= GOAL =
Render the data below as a numbered list, with no blank lines.

= THE DATA =
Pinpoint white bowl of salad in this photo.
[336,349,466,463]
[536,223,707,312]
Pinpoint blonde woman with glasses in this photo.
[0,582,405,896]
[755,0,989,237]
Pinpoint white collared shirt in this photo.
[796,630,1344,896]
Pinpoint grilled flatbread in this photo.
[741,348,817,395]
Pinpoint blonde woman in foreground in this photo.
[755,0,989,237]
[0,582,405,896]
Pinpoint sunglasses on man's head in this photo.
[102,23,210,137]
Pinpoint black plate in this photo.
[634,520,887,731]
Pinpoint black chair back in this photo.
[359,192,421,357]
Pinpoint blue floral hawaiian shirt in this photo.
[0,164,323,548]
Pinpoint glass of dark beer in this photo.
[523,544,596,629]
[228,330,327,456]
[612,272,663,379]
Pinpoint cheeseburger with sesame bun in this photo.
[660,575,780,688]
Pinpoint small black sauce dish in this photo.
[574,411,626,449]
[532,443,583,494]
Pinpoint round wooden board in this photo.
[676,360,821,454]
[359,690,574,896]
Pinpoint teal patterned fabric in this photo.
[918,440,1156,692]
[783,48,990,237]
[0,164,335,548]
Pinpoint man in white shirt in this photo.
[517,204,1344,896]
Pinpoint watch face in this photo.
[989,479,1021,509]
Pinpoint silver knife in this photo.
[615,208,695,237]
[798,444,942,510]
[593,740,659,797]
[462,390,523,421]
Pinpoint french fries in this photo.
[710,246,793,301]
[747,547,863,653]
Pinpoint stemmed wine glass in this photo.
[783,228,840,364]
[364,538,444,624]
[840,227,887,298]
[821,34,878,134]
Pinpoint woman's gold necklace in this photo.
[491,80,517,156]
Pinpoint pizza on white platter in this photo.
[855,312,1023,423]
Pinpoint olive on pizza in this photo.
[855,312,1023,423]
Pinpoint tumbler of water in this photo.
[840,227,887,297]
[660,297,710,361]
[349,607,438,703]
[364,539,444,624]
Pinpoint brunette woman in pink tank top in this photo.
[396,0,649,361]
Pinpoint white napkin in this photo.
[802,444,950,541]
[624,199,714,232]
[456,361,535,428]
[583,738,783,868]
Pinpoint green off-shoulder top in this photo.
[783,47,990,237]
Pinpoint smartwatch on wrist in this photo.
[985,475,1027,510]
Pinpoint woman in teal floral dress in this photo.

= RESPONSE TO THE TASK =
1. Pinpoint white bowl of salad in this photo.
2. [336,349,466,463]
3. [536,223,707,312]
4. Pinpoint blonde woman with glasses in this photo.
5. [0,582,405,896]
6. [755,0,989,237]
7. Pinpoint white collared shirt in this photo.
8. [796,630,1344,896]
9. Pinpoint grilled flatbread in this photo.
10. [741,348,817,395]
11. Pinpoint blonde woman in foreground in this photo.
12. [755,0,989,237]
13. [0,582,405,896]
14. Pinpoint sunglasses on man's head in this photo.
15. [102,23,210,137]
16. Pinpoint black plate in this photo.
17. [634,520,887,731]
18. Pinpoint black chair back in this photo.
19. [359,192,421,357]
20. Pinpoint blue floral hawaiian shirt in this photo.
21. [0,164,323,548]
22. Pinpoint glass of dark beer in this photo.
23. [523,544,596,629]
24. [228,330,327,456]
25. [612,272,663,379]
26. Pinpoint cheeseburger with sesame bun in this photo.
27. [660,575,780,688]
28. Pinpoint small black sauce dish in this photo.
29. [574,411,626,449]
30. [532,443,583,494]
31. Pinpoint round wooden board in this photo.
32. [676,360,821,454]
33. [359,690,574,896]
34. Pinpoint teal patterned fabric in this photo.
35. [918,440,1156,692]
36. [783,48,990,237]
37. [0,164,335,548]
38. Pinpoint man in white shirt in this photo.
39. [517,204,1344,896]
40. Pinpoint watch face in this photo.
41. [989,479,1021,509]
42. Pinpoint silver knife in this photo.
43. [615,208,695,237]
44. [798,444,942,510]
45. [593,740,659,797]
46. [462,390,523,421]
47. Pinpoint french fries in this photo.
48. [710,246,793,301]
49. [747,547,863,653]
50. Pinpoint stemmed wine glass in this photo.
51. [783,228,840,364]
52. [364,538,444,624]
53. [840,227,887,298]
54. [821,34,878,134]
55. Pinpoint woman's gold necklace in this photo.
56. [491,80,517,156]
57. Pinpoint pizza on white platter in this photo.
58. [855,312,1023,423]
59. Pinpoint olive on pizza in this photo.
60. [855,312,1023,423]
61. Pinpoint tumbler of water in this photo.
62. [840,227,887,297]
63. [660,297,710,361]
64. [349,607,438,703]
65. [364,539,444,624]
66. Pinpoint brunette woman in pink tank top in this photo.
67. [396,0,649,361]
68. Pinpoint white napkin in this photo.
69. [802,444,950,541]
70. [624,199,714,232]
71. [456,361,535,428]
72. [583,738,783,868]
73. Pinpoint green off-shoulder top in this photo.
74. [783,47,990,237]
75. Pinpoint smartwatch on wrist in this photo.
76. [985,475,1027,510]
77. Pinpoint woman in teal floral dress in this photo.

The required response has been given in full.